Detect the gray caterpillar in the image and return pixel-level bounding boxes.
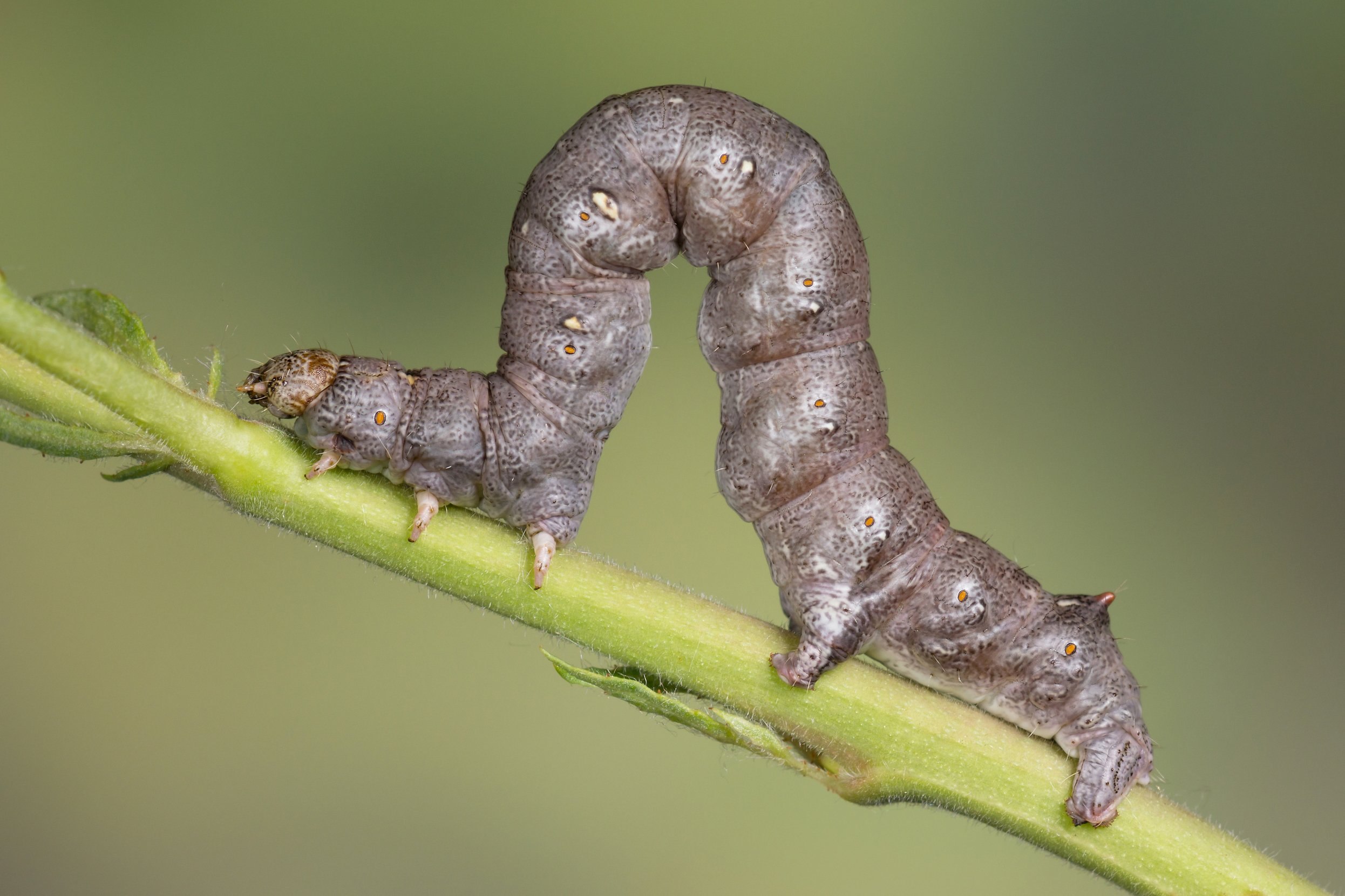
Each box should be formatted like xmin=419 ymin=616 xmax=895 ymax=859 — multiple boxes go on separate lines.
xmin=238 ymin=86 xmax=1153 ymax=826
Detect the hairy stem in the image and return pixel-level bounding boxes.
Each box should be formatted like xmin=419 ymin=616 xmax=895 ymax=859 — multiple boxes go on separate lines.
xmin=0 ymin=279 xmax=1323 ymax=896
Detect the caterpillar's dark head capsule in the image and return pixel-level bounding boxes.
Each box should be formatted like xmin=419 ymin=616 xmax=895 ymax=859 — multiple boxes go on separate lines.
xmin=238 ymin=348 xmax=339 ymax=416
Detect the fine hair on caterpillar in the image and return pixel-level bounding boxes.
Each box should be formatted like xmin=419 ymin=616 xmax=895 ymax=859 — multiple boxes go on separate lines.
xmin=238 ymin=86 xmax=1153 ymax=826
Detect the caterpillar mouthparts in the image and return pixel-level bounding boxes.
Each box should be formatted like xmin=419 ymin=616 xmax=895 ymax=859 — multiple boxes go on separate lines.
xmin=238 ymin=86 xmax=1153 ymax=826
xmin=238 ymin=348 xmax=339 ymax=418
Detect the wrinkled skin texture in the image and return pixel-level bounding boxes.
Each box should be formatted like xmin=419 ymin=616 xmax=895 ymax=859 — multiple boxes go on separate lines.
xmin=240 ymin=86 xmax=1153 ymax=825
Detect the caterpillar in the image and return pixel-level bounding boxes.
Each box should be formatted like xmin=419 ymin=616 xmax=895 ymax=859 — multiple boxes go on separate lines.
xmin=238 ymin=86 xmax=1153 ymax=826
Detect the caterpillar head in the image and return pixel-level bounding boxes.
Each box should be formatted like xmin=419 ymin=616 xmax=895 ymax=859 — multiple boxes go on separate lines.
xmin=238 ymin=348 xmax=340 ymax=418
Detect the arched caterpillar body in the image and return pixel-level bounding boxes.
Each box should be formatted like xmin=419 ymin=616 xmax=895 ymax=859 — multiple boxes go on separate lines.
xmin=240 ymin=86 xmax=1153 ymax=825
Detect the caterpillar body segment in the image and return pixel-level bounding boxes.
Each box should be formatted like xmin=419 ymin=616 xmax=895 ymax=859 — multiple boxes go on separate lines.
xmin=240 ymin=86 xmax=1153 ymax=826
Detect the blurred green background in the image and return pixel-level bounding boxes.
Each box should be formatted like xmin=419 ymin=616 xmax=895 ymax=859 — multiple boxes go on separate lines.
xmin=0 ymin=0 xmax=1345 ymax=893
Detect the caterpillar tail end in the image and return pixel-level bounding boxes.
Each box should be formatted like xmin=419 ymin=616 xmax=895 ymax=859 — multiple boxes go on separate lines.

| The request |
Rewrite the listing from the line that contains "Detect the caterpillar body" through the end of the listing, both included, with the requests kept as they are, and add -59 to every bounding-box coordinate in the answers.

| Correct answer |
Detect the caterpillar body segment in the image and return pixel-level bounding boxes.
Each box should be formatted like xmin=419 ymin=616 xmax=895 ymax=859 — multiple boxes go on separate lines.
xmin=181 ymin=27 xmax=1094 ymax=767
Detect the blurred green background in the image and return pixel-level bounding boxes.
Each box should be formatted like xmin=419 ymin=616 xmax=895 ymax=859 — multiple boxes go on separate lines.
xmin=-59 ymin=-59 xmax=1286 ymax=834
Detect the caterpillar tail end in the image and return pixel-level bounding boxes.
Each box should be formatted like xmin=419 ymin=616 xmax=895 ymax=859 — multiple boxes go on separate lines.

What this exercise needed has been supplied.